** Start Exercise data **

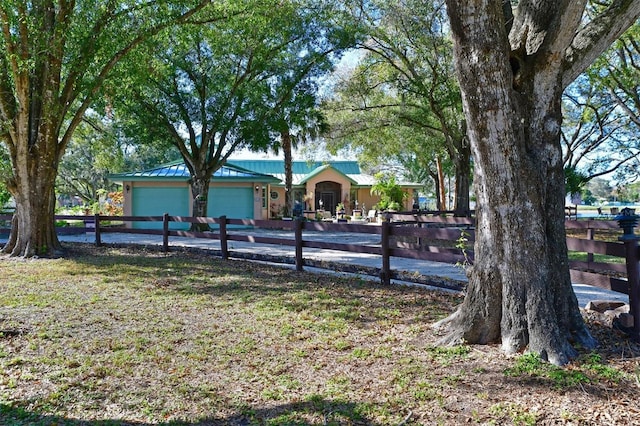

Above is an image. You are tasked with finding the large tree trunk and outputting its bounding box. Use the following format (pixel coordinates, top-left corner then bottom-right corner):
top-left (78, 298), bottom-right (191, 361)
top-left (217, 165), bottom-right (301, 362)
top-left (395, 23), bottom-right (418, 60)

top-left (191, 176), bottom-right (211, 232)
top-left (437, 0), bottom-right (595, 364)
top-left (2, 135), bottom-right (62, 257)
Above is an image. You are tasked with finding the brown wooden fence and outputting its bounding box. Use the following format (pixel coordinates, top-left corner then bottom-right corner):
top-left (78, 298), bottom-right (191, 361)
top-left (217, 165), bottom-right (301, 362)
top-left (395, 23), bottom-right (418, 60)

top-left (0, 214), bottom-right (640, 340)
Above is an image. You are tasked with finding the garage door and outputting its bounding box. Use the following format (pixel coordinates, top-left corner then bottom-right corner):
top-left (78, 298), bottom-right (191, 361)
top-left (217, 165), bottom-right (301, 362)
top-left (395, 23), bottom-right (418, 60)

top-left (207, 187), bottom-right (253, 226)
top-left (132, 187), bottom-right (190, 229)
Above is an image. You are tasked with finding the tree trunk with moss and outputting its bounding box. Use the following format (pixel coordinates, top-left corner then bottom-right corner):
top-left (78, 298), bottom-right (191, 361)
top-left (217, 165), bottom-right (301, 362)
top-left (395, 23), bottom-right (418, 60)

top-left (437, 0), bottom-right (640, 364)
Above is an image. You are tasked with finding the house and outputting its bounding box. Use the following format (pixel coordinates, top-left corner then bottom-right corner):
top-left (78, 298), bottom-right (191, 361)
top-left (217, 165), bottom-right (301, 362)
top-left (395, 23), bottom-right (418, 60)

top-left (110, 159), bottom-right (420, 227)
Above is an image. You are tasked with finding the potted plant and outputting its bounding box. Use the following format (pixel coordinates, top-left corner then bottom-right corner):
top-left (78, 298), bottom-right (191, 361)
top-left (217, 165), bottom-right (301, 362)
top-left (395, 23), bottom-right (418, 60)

** End Exercise data **

Requirements: Rewrite all of the material above, changing every "bounding box" to "enclosing rectangle" and leaving everything else untouched. Omit the pictures from your output.

Solution:
Above is an image. You are tasked with finding the large tree trunk and outputting its enclosing rectangle. Use the following format (pixel coordinates, top-left corner then bottom-right corner):
top-left (78, 298), bottom-right (191, 361)
top-left (217, 165), bottom-right (301, 362)
top-left (395, 23), bottom-right (418, 60)

top-left (191, 176), bottom-right (211, 232)
top-left (437, 0), bottom-right (595, 364)
top-left (2, 135), bottom-right (62, 257)
Above is an image. You are tasked with finding the brown wooden fence and outputting its enclosing rectangle. Use the following format (pixel coordinates, top-left corner then bottom-right corner):
top-left (78, 298), bottom-right (191, 361)
top-left (217, 165), bottom-right (301, 362)
top-left (395, 23), bottom-right (418, 60)

top-left (0, 214), bottom-right (640, 340)
Above is an image. You are tasked with finding the garage door and outputting its enclosing rectangle. Use the following format (pixel coordinates, top-left corner then bottom-right corner):
top-left (78, 298), bottom-right (191, 361)
top-left (217, 165), bottom-right (301, 362)
top-left (395, 23), bottom-right (418, 60)

top-left (207, 187), bottom-right (253, 226)
top-left (132, 187), bottom-right (190, 229)
Above is an image. You are tasked with finding the tree trunk with moss and outputting its enclosing rectangle. Use the following format (pixel coordinates, top-left corner then bottom-right corner):
top-left (78, 298), bottom-right (191, 361)
top-left (217, 165), bottom-right (301, 362)
top-left (395, 23), bottom-right (418, 60)

top-left (437, 0), bottom-right (640, 364)
Above is an image. You are tasked with finding the house and outputting its enclosing rectangle. Use the following format (pixel coordinates, top-left corner then bottom-right corner):
top-left (78, 298), bottom-right (191, 361)
top-left (217, 165), bottom-right (301, 362)
top-left (395, 23), bottom-right (418, 60)

top-left (110, 159), bottom-right (420, 227)
Above is an image. You are tasked with finding the potted plant and outputting its enclosing rectangle. Use the following format (pixel coordinates, top-left corner then bottom-right corner):
top-left (78, 298), bottom-right (191, 361)
top-left (217, 165), bottom-right (301, 362)
top-left (395, 23), bottom-right (418, 60)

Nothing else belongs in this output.